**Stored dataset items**
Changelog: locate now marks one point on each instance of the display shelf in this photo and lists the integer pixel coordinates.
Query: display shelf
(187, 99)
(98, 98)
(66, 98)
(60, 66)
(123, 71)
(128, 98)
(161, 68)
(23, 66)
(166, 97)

**Task requirements**
From top to bottom, repeat the data above without alteration.

**Completed exercise**
Changelog: locate now marks one point on each instance of the display shelf in this photo and lists the integer pixel coordinates.
Query: display shelf
(187, 99)
(98, 98)
(66, 98)
(60, 66)
(123, 71)
(128, 98)
(161, 68)
(23, 66)
(166, 97)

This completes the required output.